> _DIRECTIONS FOR THIS TASK_
Write out everything from "There is this" down to "it maybe should." in the post about the PACE trial below, word for word.
(Beginning of DOCUMENT EXTRACT)
Isn't that a point, it is research fraud so attempting then failing to replicate the results which shows the original result is flawed is why there is a replication crisis.
I just mulled this over a bit in my head and... maybe we can actually approach this slightly differently and (hopefully) more efficiently.
The point with PACE specifically was that it was a trial designed in a way that can never answer any relevant question right from the outset. I would argue that you do not even need scientific literacy to see that, basic literacy should be enough - nobody knows what their 'specialist medical care' actually was, it is very difficult to ascertain what exactly their GET/CBT entailed (yeah sure, whoever undertook it will tell you what they think they did, but a problem with psychological interventions in general is that you can't exactly give someone 10mg of a racemic mixture twice a day), they dropped objective outcome measures, more or less redefined words like 'recovery' and so on. You probably do need scientific literacy to understand problems with recruiting patients, samples and effect sizes, statistical stuff etc and I can see how the real world may make it a bit hard to construct ideal trials in medicine - e.g. people with severe ME can't go to the doctor so it will be harder to do trials on them that get ethical approval - but you actually have to be a bit of a moron to read through the entire thing and genuinely come to the conclusions that the people working there reported.
This does not even need to be replicated to be seen as failure because it is a structural garbage in / garbage out problem. Whatever random stuff comes out the other end once you run the same things through the same garbled mess is meaningless. We need peer reviewers at the very least, but better yet grant committees (or whoever greenlights this stuff) to be able to spot research that is not designed in a way which would add knowledge. If it really is 'impossible' due to real world constraints to stop this shit entirely - like people who want easy doctorates by declaring random epidemics mass hysteria - we at least need a system to call it out as soon as it is spotted more effectively than what we have now. I have explained those trials which were the basis for many of us not getting help to 3 different people who worked in research and all of them were baffled and responded with their polite way of saying 'wtf is this shit, no one will listen to this, I don't think I even know anyone who is stupid enough to pay much attention' - yet here we are, still talking about it almost a decade later.
There is this concept in real science where 'extraordinary claims require extraordinary evidence'. Many people who are into psychology seem to just accept things that are very extraordinary to me. Just take the entire concept of psychosomatic explanations: Claiming that emotional stress can lead to weight gain because it is observed that some people eat more when stressed (for whatever reason) sort of makes sense and is not, at this point, very extraordinary - we know how calories work. Claiming that a female human getting a nosebleed stems from her longing for a man because it is observed that women sometimes get nosebleeds and also the observer is coked out of his mind at the time he connects the dots does seem pretty extraordinary to me. Yet the field of psychology as a whole seems to gloss over this concept a bit more readily than it maybe should.
(End of DOCUMENT EXTRACT)
(Beginning of INPUT DATA)
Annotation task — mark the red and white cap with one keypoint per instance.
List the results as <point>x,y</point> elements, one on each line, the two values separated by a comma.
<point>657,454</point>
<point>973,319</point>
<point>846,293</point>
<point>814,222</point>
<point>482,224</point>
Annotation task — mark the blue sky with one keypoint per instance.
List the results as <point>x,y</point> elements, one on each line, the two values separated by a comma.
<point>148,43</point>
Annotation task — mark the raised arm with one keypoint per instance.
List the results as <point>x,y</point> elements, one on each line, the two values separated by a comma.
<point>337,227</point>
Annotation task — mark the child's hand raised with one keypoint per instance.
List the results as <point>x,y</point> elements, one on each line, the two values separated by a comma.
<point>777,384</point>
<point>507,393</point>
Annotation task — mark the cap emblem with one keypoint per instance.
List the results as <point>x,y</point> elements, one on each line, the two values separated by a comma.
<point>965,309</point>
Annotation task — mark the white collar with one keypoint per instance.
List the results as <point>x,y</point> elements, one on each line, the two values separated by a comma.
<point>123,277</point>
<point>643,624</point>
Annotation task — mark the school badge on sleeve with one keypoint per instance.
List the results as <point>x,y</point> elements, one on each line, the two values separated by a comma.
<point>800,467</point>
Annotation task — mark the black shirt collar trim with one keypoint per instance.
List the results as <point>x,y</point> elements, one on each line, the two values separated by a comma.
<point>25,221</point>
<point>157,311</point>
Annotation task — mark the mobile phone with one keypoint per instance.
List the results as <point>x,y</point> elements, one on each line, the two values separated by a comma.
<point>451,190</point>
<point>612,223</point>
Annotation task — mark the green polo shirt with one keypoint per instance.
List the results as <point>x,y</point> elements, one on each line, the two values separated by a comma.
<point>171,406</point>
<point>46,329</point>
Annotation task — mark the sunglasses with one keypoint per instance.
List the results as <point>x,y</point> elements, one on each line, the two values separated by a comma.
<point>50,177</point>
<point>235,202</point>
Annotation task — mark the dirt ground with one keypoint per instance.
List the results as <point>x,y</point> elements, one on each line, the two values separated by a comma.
(End of INPUT DATA)
> _RESPONSE BOX_
There is this concept in real science where 'extraordinary claims require extraordinary evidence'. Many people who are into psychology seem to just accept things that are very extraordinary to me. Just take the entire concept of psychosomatic explanations: Claiming that emotional stress can lead to weight gain because it is observed that some people eat more when stressed (for whatever reason) sort of makes sense and is not, at this point, very extraordinary - we know how calories work. Claiming that a female human getting a nosebleed stems from her longing for a man because it is observed that women sometimes get nosebleeds and also the observer is coked out of his mind at the time he connects the dots does seem pretty extraordinary to me. Yet the field of psychology as a whole seems to gloss over this concept a bit more readily than it maybe should.